** start of PROVIDED RECORDS **
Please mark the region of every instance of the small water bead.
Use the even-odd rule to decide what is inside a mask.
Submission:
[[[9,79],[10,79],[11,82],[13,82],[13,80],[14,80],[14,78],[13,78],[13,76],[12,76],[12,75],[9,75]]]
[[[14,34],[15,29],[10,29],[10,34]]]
** end of PROVIDED RECORDS **
**WHAT IS EXPECTED:**
Update the records, changing "water bead" to "water droplet" and leaving everything else unchanged.

**EXERCISE ANSWER:**
Please mark the region of every instance of the small water droplet.
Use the even-odd rule to decide what is inside a mask.
Submission:
[[[9,79],[10,79],[11,82],[13,82],[13,80],[14,80],[14,78],[13,78],[13,76],[12,76],[12,75],[9,75]]]
[[[14,34],[15,29],[10,29],[10,34]]]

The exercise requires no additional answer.